> _SET EXERCISE_:
Copy out all of the following data line for line, without changing anything.

BEGIN

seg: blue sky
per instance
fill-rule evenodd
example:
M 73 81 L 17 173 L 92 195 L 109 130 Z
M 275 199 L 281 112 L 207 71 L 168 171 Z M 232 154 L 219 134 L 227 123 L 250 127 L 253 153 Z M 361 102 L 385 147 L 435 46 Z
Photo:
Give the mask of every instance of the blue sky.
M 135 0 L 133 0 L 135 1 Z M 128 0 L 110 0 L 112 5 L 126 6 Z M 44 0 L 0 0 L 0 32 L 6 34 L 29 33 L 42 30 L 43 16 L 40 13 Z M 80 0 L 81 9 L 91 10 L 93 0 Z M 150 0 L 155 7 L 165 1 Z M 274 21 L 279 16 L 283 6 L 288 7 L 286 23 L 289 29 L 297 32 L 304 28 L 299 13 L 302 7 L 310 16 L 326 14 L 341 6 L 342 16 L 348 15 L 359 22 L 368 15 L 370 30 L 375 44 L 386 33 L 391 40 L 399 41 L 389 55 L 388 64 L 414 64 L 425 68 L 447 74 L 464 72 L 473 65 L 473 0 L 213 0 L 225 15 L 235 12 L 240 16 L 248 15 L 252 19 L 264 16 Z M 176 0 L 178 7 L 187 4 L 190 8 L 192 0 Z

END

> _SOLUTION TO THIS TASK_:
seg: blue sky
per instance
fill-rule evenodd
example:
M 73 81 L 17 173 L 92 195 L 109 130 Z
M 275 199 L 281 112 L 207 71 L 168 171 Z M 232 154 L 219 134 L 227 123 L 250 127 L 253 153 Z M 361 102 L 385 147 L 435 46 Z
Photo:
Give the mask of every instance of the blue sky.
M 135 0 L 133 0 L 135 1 Z M 128 0 L 110 0 L 112 5 L 126 6 Z M 44 0 L 0 0 L 0 32 L 6 34 L 29 33 L 42 30 L 43 16 L 40 13 Z M 80 0 L 81 9 L 91 10 L 93 0 Z M 150 0 L 155 7 L 165 1 Z M 274 21 L 279 16 L 283 6 L 288 7 L 286 23 L 289 29 L 297 32 L 304 28 L 299 13 L 302 7 L 310 16 L 326 14 L 341 6 L 342 16 L 348 15 L 359 22 L 368 15 L 370 30 L 375 44 L 386 33 L 391 40 L 399 41 L 389 55 L 388 64 L 414 64 L 425 68 L 447 74 L 464 72 L 473 65 L 473 0 L 213 0 L 225 15 L 235 12 L 240 16 L 248 15 L 252 19 L 264 16 Z M 176 0 L 178 7 L 187 4 L 190 8 L 192 0 Z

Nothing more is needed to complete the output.